- **TASK MATERIAL**:
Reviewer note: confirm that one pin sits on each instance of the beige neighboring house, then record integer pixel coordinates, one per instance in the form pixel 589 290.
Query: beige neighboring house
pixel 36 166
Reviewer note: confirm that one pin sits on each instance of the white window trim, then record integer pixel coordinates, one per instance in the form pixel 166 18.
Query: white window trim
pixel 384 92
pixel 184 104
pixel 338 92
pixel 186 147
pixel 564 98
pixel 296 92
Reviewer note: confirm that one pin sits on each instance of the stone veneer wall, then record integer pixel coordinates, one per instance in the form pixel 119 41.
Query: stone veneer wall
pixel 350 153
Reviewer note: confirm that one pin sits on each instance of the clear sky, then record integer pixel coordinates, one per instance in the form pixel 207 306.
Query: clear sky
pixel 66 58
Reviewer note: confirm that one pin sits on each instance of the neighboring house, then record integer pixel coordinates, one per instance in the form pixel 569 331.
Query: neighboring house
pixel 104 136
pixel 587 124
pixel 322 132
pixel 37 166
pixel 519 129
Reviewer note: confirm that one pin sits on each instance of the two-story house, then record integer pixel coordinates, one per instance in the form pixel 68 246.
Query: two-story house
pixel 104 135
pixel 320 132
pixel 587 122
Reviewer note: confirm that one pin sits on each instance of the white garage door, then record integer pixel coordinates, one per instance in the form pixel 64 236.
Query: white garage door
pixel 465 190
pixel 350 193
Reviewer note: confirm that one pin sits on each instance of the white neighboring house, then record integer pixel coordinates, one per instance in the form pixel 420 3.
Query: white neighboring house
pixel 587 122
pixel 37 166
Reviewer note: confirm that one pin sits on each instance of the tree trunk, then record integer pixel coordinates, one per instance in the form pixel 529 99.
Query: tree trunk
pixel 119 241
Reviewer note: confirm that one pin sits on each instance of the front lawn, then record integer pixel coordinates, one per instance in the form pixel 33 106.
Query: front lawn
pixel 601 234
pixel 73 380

- **WHAT IS EXPECTED**:
Reproduce all of the material above line for line, without changing a single character.

- **WRITTEN SOLUTION**:
Reviewer note: confirm that one pin sits on each instance of the beige neighboring house, then record integer pixel coordinates, one per instance in the form pixel 589 290.
Query: beige neighboring house
pixel 36 166
Reviewer note: confirm that one pin sits on each instance of the white window trim, then record integer pixel coordinates, one per instance in the form pixel 166 18.
Query: white window trim
pixel 384 92
pixel 184 104
pixel 338 92
pixel 186 147
pixel 564 98
pixel 296 92
Reviewer note: confirm that one pin sits on each instance of the stone veneer wall, then record integer pixel coordinates, one per instance in the form pixel 119 41.
Query: stone veneer wall
pixel 350 153
Reviewer note: confirm that one pin sits on each instance of the clear sky, then record integer pixel coordinates, one per instance in the form pixel 207 306.
Query: clear sky
pixel 66 58
Reviewer note: confirm that one pin sits on each instance of the neighboring house, then record integer pixel coordinates, one per instance in the form pixel 569 331.
Query: neighboring house
pixel 104 136
pixel 587 124
pixel 322 132
pixel 37 166
pixel 519 129
Reviewer note: confirm that one pin sits on each instance of the two-story house, then record integer pixel coordinates, one per instance in the form pixel 68 246.
Query: two-story house
pixel 104 135
pixel 320 132
pixel 587 122
Reviewer note: confirm that one pin sits on each instance of the white garage door, then record integer pixel coordinates, one per instance in the form pixel 64 236.
Query: white garage door
pixel 465 190
pixel 350 193
Reviewer note: confirm that one pin sits on each instance of the white neighboring house, then record integer pixel coordinates, one per instance in the form pixel 420 3.
Query: white neighboring house
pixel 587 122
pixel 37 166
Reviewer note: confirm that one pin sits on each instance of the tree trunk, then record integer pixel coordinates, one per instance in the form pixel 529 99.
Query: tree trunk
pixel 119 241
Reviewer note: confirm that one pin sits on each instance of the front lawn, then record integer pixel coordinates, one per instance in the form pixel 33 106.
Query: front lawn
pixel 601 234
pixel 73 380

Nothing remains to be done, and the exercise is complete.